Goal: Transcribe the records exactly. Pictures do not belong in the transcription.
Start Dataset records
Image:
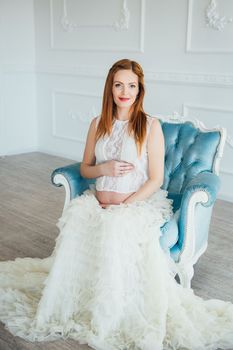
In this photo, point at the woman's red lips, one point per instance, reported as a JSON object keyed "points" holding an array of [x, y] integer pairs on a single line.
{"points": [[123, 99]]}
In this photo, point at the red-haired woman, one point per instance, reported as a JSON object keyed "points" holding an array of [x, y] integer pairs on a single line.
{"points": [[108, 283]]}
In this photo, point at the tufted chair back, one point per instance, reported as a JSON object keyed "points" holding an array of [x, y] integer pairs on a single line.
{"points": [[188, 152]]}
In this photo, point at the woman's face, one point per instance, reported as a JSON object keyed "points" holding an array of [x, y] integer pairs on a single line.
{"points": [[125, 88]]}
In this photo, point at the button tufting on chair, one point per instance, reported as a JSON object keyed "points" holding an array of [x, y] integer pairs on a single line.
{"points": [[192, 182]]}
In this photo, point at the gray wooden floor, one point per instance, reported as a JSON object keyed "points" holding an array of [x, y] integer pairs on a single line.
{"points": [[30, 206]]}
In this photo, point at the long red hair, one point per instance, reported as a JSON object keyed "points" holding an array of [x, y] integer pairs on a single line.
{"points": [[138, 121]]}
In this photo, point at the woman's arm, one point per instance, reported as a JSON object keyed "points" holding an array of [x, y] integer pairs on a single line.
{"points": [[88, 168], [156, 164]]}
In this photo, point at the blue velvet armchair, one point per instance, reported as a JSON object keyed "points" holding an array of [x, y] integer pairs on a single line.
{"points": [[191, 177]]}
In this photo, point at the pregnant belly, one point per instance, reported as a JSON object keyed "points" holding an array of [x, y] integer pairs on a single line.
{"points": [[110, 197]]}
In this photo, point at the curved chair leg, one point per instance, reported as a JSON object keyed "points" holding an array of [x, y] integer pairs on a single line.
{"points": [[185, 275]]}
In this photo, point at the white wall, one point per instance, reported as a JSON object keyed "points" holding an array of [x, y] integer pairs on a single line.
{"points": [[18, 123], [188, 65]]}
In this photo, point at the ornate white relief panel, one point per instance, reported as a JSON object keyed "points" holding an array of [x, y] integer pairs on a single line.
{"points": [[210, 26], [214, 116], [72, 113], [105, 25]]}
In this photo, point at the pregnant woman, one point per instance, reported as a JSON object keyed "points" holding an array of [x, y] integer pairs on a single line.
{"points": [[108, 283]]}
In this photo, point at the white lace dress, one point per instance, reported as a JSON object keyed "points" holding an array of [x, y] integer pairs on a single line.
{"points": [[108, 284]]}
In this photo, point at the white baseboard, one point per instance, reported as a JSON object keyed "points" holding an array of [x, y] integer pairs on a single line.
{"points": [[57, 154], [19, 151]]}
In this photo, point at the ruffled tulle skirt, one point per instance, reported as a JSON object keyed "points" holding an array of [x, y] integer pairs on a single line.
{"points": [[109, 284]]}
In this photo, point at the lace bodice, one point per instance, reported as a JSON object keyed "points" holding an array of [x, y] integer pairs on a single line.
{"points": [[120, 146]]}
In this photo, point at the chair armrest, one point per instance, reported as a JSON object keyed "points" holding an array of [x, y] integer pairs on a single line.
{"points": [[70, 177], [202, 189], [206, 181]]}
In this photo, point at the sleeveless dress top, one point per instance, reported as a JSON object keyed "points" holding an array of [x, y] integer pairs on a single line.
{"points": [[120, 146]]}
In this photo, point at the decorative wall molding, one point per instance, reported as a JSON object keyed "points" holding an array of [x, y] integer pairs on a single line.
{"points": [[183, 78], [179, 78], [121, 24], [213, 18], [72, 115], [229, 139]]}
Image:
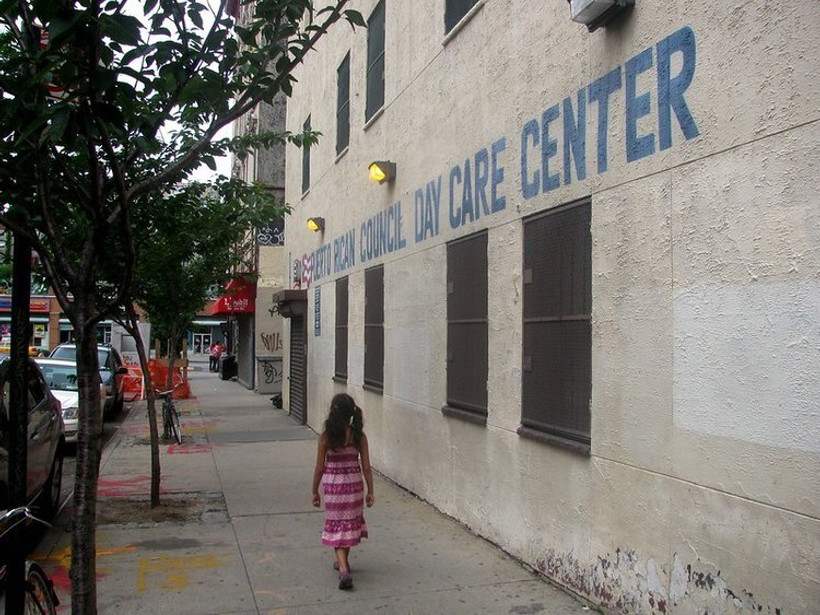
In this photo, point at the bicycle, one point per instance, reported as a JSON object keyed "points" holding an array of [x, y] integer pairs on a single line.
{"points": [[170, 416], [40, 597]]}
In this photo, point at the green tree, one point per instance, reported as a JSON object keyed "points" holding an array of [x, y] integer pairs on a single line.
{"points": [[185, 246], [100, 107]]}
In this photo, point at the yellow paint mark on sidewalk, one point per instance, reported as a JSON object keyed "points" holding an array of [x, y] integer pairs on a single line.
{"points": [[174, 570], [62, 557]]}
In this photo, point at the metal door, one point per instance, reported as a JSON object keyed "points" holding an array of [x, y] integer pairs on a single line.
{"points": [[298, 369]]}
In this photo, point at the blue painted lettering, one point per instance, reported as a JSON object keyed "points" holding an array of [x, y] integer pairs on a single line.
{"points": [[529, 188], [670, 90], [637, 106], [419, 214], [499, 203], [482, 177], [455, 210], [467, 194], [549, 149], [600, 91], [432, 208], [575, 138]]}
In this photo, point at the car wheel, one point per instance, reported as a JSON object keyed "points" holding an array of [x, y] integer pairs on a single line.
{"points": [[50, 496]]}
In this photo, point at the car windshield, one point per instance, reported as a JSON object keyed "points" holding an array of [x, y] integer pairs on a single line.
{"points": [[60, 377], [70, 352]]}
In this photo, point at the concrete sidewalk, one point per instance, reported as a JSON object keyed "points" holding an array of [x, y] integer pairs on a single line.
{"points": [[237, 533]]}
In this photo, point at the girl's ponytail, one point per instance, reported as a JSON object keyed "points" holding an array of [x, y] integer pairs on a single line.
{"points": [[357, 425]]}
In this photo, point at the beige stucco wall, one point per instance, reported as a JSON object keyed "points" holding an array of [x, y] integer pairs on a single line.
{"points": [[701, 490]]}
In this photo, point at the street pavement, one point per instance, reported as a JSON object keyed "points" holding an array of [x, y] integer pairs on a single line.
{"points": [[236, 532]]}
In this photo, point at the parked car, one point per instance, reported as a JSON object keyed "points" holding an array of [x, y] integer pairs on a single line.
{"points": [[46, 441], [33, 351], [112, 373], [61, 377]]}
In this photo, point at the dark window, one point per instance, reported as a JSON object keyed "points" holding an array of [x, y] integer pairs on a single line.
{"points": [[557, 352], [455, 10], [467, 324], [343, 105], [374, 327], [340, 369], [375, 61], [306, 160]]}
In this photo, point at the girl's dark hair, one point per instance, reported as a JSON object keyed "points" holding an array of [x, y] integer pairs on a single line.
{"points": [[344, 413]]}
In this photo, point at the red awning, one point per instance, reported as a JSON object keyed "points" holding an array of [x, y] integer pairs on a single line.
{"points": [[239, 298]]}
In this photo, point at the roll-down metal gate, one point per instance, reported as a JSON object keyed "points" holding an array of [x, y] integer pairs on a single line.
{"points": [[298, 369]]}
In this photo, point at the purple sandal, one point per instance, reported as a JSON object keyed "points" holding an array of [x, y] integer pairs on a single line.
{"points": [[345, 580]]}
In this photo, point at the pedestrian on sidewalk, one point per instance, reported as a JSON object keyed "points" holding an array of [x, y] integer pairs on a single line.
{"points": [[215, 352], [341, 460]]}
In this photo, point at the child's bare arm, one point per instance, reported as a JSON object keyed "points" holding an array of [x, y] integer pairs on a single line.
End Dataset records
Task result:
Image:
In this photo, point at the woman's red lips, one point per instance, reported as a JSON object keyed "points" holding an array of [x, y] integer pairs on a single line.
{"points": [[123, 99]]}
In this photo, point at the red-haired woman, one point per instance, reported as a JSON object keyed "points" holding an array of [x, y] integer pairs on a single line.
{"points": [[108, 283]]}
In this photo, point at the tufted chair back, one point per instance, reported as a JSON object keyed "points" holding an array of [x, y] integer pairs on a single line.
{"points": [[188, 152]]}
In this photo, point at the woman's face, one point per instance, reported as a JSON object keyed "points" holding an array of [x, y] integer pairs on a single line.
{"points": [[125, 88]]}
In this photo, point at the button tufting on chair, one point per instance, reported as a JSON object keyed "points" holding an array of [x, y] integer pairs on a single line.
{"points": [[192, 182]]}
In this photo, point at the gray wooden floor, one point per instance, reported as a JSON object keyed "points" holding an array of [x, y] integer pairs on a single line.
{"points": [[30, 206]]}
In this photo, point at the long red hair, one point per instance, reported as a JSON object keyed "points" holding an array of [x, y] integer pairs on a single line.
{"points": [[138, 121]]}
In this photo, point at the woman's arm, one point per instance, reported as a JSON object keyed "points" holding an array of [x, y] integer pairs on a single line.
{"points": [[88, 168], [156, 164]]}
In this photo, point at the blue velvet armchair, one point per instance, reported as a JSON object keyed "points" holding an array of [x, y] integer pairs on a single line.
{"points": [[191, 177]]}
In this photo, point at the pregnant belly, one point per instance, reported as a JSON object keyed "points" holding an array of [x, y] integer pairs on a single line.
{"points": [[110, 197]]}
In this photo, point at the curved chair leg, one point per instance, reported as a JSON object keyed "points" holding an array of [x, y] integer pairs on a single line.
{"points": [[185, 275]]}
In this photo, point at the white wall, one point per instance, reported as a JSON object keyed "points" holding an array of [x, y] integer pairs on a single line.
{"points": [[18, 123], [188, 65]]}
In this photo, point at the ornate white relief panel, one point per instance, reported as a JSON object keyed "points" holding an array of [x, y] integer pairs on a single line.
{"points": [[210, 26], [214, 116], [72, 113], [105, 25]]}
In this photo, point at the pregnant woman, one point per instance, reported as a JSON object keyed "points" holding an array of [x, y] integer pairs on a single line.
{"points": [[108, 283]]}
In this photo, point at the white lace dress, one point per instance, reported as a JSON object keyed "points" holding an array of [x, y] integer pairs on a single line.
{"points": [[108, 284]]}
In this photo, point at the white baseboard, one point per instance, reported as a JSON object keyed "points" holding an array of [x, y] integer pairs on a single line.
{"points": [[57, 154], [19, 151]]}
In this photo, point at the ruffled tulle skirt, one point per instance, reported as a JSON object keyed "points" holding an array of [x, y] integer pairs on a single line.
{"points": [[109, 284]]}
In this photo, point at the lace bodice, one point per instance, reported as a JSON object keyed "points" holding an array of [x, y] integer pairs on a single line.
{"points": [[120, 146]]}
In this photo, point at the chair armrest, one point per instance, reported as a JSON object keyed "points" holding an array of [x, y] integer pairs on a single line.
{"points": [[70, 177], [202, 189], [206, 181]]}
In this photo, point at the sleeveless dress top, one point per instance, reported as a JSON object keyed "points" holding an array of [x, y] integer pairs on a single line.
{"points": [[120, 146]]}
In this photo, point at the decorative wall molding, one point per instance, reported as a JSON object keyed "points" holding an array of [x, y] integer pairs on a single line.
{"points": [[183, 78], [179, 78], [121, 24], [213, 18], [72, 115], [229, 139]]}
Image:
In this photo, point at the bicycle, one point per instance, reported as a JSON object keyed "points" holding an array of [x, y] integer pairs on a single line.
{"points": [[170, 416], [40, 597]]}
In this photo, point at the green tree, one point per instance, reported as a JSON object keyed "points" holding an array of [x, y] integer pairs on a single line.
{"points": [[185, 246], [100, 107]]}
In this photo, point at the yellow paint mark on sidewalk, one point per instance, reported as a JSON object keyed "points" holding an array of [x, y] integer pairs on a single line.
{"points": [[174, 570], [62, 557]]}
In this photo, point at the metal door, one point per instance, reported as a JSON object keyed "points" holding an array of [x, y] integer pairs on a single line.
{"points": [[298, 369]]}
In this photo, point at the blue painted lettering, one point per instance, reported as a JSON object keyed "points" holding an array of [x, y] integer pairs on a single line.
{"points": [[529, 188], [670, 90], [637, 106], [419, 214], [499, 203], [482, 177], [455, 210], [467, 194], [549, 149], [600, 91], [432, 208], [575, 138]]}
In this photo, point at the car wheel, one point per instance, reported as a JSON object keyed "points" holding an array of [x, y] integer pairs on a single line.
{"points": [[50, 496]]}
In this photo, point at the car windshield, one point per instance, reported as a JSON object keyed "points" holding an array of [x, y] integer pairs on a single line.
{"points": [[60, 377], [70, 352]]}
In this photo, point at the concrete sidewalk, one point per instance, reported as a JSON object keyed "points" holding an array of [x, y] integer pairs on a single line.
{"points": [[237, 533]]}
In this photo, point at the girl's ponytail, one point per instance, reported as a JSON object keyed "points" holding an array of [x, y] integer pairs on a single line.
{"points": [[357, 425]]}
In this photo, point at the beige stucco wall, one point per instance, reported as a JSON object keyed "points" holding an array of [x, y] integer pairs on a single line.
{"points": [[701, 490]]}
In this photo, point at the street pavement, one point per instance, reported as a JSON object keyed "points" holding an array of [x, y] integer pairs on a single line.
{"points": [[236, 532]]}
In this photo, point at the parked car, one point per instance, reported as a JSON object keyed "points" holding an array of [x, y] integer pairs on a single line.
{"points": [[46, 441], [33, 351], [112, 373], [61, 377]]}
In this photo, point at the dark window, one point per instance, reported as a JSON object keyed "points" holding an array of [x, y] integer pairs on a single line.
{"points": [[557, 352], [455, 10], [467, 324], [343, 105], [374, 327], [340, 369], [375, 61], [306, 160]]}
In this photo, point at the girl's dark hair, one point per instance, reported as a JSON object keyed "points" holding an array of [x, y] integer pairs on a single line.
{"points": [[344, 413]]}
In this photo, point at the red awning, one point per instance, reported as a JSON object keyed "points" holding an array of [x, y] integer pairs on a single line.
{"points": [[239, 298]]}
In this photo, point at the roll-down metal gate, one point per instance, reported as a JSON object keyed "points" holding an array of [x, y] integer pairs on a single line.
{"points": [[298, 369]]}
In this photo, point at the purple sandal, one point per instance, reported as a JSON object keyed "points" holding an array of [x, y] integer pairs on a single line.
{"points": [[345, 580]]}
In this photo, point at the pedestrian on sidewalk, one point per instance, reported as a JSON object keyed "points" holding an array of [x, y] integer pairs on a single line.
{"points": [[215, 352], [341, 460]]}
In this photo, point at the child's bare arm, one point per instance, reported as a JSON object keyed "points" holding an array of [x, y] integer pairs on a single line.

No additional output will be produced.